_Data section_
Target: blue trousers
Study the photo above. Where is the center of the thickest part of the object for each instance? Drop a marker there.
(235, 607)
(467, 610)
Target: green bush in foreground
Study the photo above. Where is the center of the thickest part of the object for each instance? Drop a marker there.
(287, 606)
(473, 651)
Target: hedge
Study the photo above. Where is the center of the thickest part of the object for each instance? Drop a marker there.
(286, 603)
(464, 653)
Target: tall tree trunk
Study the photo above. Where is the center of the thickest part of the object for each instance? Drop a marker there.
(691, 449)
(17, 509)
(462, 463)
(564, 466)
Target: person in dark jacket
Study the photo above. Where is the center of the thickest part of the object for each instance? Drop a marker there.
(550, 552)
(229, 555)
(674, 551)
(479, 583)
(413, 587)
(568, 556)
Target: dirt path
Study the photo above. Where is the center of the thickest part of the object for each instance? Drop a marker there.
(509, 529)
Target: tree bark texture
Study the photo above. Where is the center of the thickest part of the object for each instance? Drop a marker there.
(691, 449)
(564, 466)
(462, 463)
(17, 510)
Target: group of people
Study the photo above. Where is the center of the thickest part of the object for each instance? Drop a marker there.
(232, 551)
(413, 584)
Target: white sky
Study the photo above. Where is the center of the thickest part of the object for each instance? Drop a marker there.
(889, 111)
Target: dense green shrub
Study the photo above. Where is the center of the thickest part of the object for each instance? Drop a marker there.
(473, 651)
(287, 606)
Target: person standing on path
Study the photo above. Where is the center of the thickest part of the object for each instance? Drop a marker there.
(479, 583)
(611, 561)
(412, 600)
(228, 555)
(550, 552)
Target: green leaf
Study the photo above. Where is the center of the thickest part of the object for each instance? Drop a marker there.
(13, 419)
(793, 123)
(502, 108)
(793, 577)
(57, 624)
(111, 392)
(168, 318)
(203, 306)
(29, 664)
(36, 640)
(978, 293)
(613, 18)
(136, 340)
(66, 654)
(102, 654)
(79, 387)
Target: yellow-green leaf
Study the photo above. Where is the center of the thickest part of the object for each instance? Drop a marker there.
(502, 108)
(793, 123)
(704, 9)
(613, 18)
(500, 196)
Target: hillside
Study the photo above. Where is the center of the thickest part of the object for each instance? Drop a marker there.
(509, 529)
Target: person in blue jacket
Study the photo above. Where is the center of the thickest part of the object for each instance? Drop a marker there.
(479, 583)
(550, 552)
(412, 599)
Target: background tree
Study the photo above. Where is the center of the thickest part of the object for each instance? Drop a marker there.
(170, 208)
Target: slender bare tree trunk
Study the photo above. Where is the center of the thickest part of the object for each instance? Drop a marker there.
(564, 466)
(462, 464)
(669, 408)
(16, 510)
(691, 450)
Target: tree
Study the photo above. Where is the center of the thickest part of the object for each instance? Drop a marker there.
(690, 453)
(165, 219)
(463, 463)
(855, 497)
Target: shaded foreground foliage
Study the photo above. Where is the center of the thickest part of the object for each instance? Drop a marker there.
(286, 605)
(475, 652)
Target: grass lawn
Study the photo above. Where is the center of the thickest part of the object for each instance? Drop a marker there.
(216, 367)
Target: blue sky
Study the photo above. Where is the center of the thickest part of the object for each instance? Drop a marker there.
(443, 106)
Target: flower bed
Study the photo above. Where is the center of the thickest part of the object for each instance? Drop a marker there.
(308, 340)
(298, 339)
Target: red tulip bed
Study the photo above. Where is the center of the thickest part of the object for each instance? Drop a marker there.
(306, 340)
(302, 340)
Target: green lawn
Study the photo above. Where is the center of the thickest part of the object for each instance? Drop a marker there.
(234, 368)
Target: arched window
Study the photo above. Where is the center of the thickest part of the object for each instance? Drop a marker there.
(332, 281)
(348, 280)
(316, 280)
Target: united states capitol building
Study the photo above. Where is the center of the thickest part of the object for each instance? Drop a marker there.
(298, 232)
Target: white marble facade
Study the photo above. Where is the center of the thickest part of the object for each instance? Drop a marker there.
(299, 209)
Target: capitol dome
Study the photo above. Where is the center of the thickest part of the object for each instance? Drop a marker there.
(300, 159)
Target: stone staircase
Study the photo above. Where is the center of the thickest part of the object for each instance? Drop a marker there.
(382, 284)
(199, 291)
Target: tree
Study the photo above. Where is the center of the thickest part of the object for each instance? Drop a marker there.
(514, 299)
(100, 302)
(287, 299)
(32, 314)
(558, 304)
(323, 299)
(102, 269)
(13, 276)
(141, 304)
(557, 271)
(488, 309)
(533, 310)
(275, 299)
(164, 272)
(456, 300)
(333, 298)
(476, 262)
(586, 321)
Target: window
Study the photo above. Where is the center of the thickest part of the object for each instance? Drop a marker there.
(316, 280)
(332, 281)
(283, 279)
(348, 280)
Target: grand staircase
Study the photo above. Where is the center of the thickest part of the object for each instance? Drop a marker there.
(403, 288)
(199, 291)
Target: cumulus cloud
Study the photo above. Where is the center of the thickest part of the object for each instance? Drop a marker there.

_What the exercise asks_
Print the entries again so that each one matches exactly.

_Reply to the task_
Target: blue trousers
Study the photo above. Where is the center of the thickest part of the object for each instance? Drop a marker there.
(235, 607)
(467, 610)
Target: green bush in foreground
Study the photo above. Where is the center of the thickest part of the object for each instance? Drop a marker there.
(287, 606)
(473, 651)
Target: hedge
Study the photo above. Where is the center of the thickest part of the object for each instance? Drop a marker there.
(286, 603)
(464, 653)
Target: tall tree trunk
Study the photo above. Where is the center of the thickest part of the object for each instance? Drop a marker there.
(691, 449)
(17, 509)
(462, 463)
(564, 466)
Target: person in dark jacket
Study the photo above. Where is the center of the thickest part of the object for each instance? Drop a marker there.
(550, 552)
(229, 555)
(674, 551)
(479, 583)
(413, 587)
(568, 556)
Target: dirt path
Study the photo above. Where is the center of the thickest part of the object for each instance? Drop a marker there.
(509, 529)
Target: tree bark texture
Study the photo above. Where is the center of the thickest part of the object for each instance? Drop a marker there.
(691, 449)
(564, 466)
(462, 463)
(17, 510)
Target: group of people
Study the photo above. Where is the center of the thickest part of the object for each instance? Drop a marker there.
(232, 551)
(413, 584)
Target: white sky
Study the photo above. Where is the center of the thickest part of the object for each instance? Drop a marker there.
(889, 111)
Target: dense green shrub
Study the photo above. Where is the center of the thickest part of the object for each instance? Drop a marker there.
(473, 651)
(287, 606)
Target: person standing on path
Study the photo above. Where is the center of the thickest part of the object for each instance? Drop a marker there.
(479, 583)
(611, 561)
(412, 600)
(228, 555)
(550, 552)
Target: green leaf
Study the photo above. Where is the center of the thickest part of the object for each instance? Drop a marker there.
(13, 419)
(793, 123)
(502, 108)
(793, 577)
(57, 624)
(111, 392)
(168, 318)
(203, 306)
(29, 664)
(36, 640)
(978, 293)
(613, 18)
(136, 340)
(66, 654)
(102, 654)
(79, 387)
Target: yellow-green leaf
Study the photo above. Where is the center of the thickest part of the object for each instance? Drop a marker there.
(502, 108)
(793, 123)
(704, 9)
(613, 18)
(500, 196)
Target: hillside
Study the photo above. Where is the center of the thickest part of the object for each instance? Drop a marker there.
(509, 529)
Target: person in blue jacket
Study the photo above. Where is the center of the thickest part of the object for each instance? Drop a marker there.
(479, 583)
(550, 552)
(412, 599)
Target: background tree
Study the photo above. Where is the center of the thickest part of the object for each instance? Drop a marker there.
(170, 208)
Target: slender bare tree trunk
Study the photo above. Where is the center of the thickest part of the object for each instance? Drop a marker there.
(564, 466)
(462, 464)
(669, 408)
(16, 510)
(691, 450)
Target: tree
Study the photo above. Where is the center of the thickest part of the object for each instance? Drop a marker there.
(690, 453)
(165, 219)
(463, 463)
(855, 497)
Target: shaded foreground foliage
Study the photo above. Where is the center of the thickest part of the object for each instance? Drop a marker there.
(286, 605)
(475, 652)
Target: grass lawn
Study the photo above. Where is the center of the thickest part of the object for each instance? Drop a marker there.
(216, 367)
Target: blue sky
Study the photo above. Where is the center of the thickest part of the object for each instance? Drop a marker there.
(443, 106)
Target: flower bed
Study the photo above. Where is the center of the thickest part of the object for each instance? Drop a marker there.
(308, 340)
(298, 339)
Target: red tulip bed
Study the photo above. Where is the center of the thickest part of the object for each instance? Drop a marker there.
(306, 340)
(302, 340)
Target: green lawn
Study the photo above. Where is the center of the thickest part of the object for each instance? Drop a marker there.
(234, 368)
Target: arched window
Study the photo above. Where is the center of the thickest part of the object for each instance? Drop a marker there.
(332, 281)
(348, 280)
(316, 280)
Target: united states capitol building
Study the photo above. Where is the center of the thickest part of the object for each instance? Drop a marker there.
(298, 232)
Target: white marble facade
Study the photo above. Where is the center of the thickest part of the object for each instance? Drop a marker there.
(299, 209)
Target: capitol dome
Study the photo above. Where is the center of the thickest part of the object for each instance? Drop a marker there.
(300, 159)
Target: stone staircase
Study the photo above. Where is the center of the thickest part of the object for each instance? Drop a marker there.
(382, 284)
(199, 291)
Target: tree
Study the photo above. Where is the center of the thickest part of the object for each instance? Drop a marker there.
(514, 299)
(100, 302)
(287, 299)
(32, 314)
(558, 304)
(323, 299)
(102, 269)
(13, 276)
(141, 304)
(557, 271)
(488, 309)
(533, 310)
(275, 299)
(164, 272)
(456, 300)
(333, 298)
(476, 262)
(586, 321)
Target: window
Study the photo above. Where is the center of the thickest part of the object for each instance? Drop a marker there.
(316, 280)
(332, 281)
(283, 279)
(348, 280)
Target: grand staircase
Study the photo above. Where is the center of the thickest part of the object for each instance? Drop a marker there.
(403, 288)
(199, 291)
Target: cumulus cloud
Study the photo above. Where is the center of the thickest part of the object for each instance? Drop a marker there.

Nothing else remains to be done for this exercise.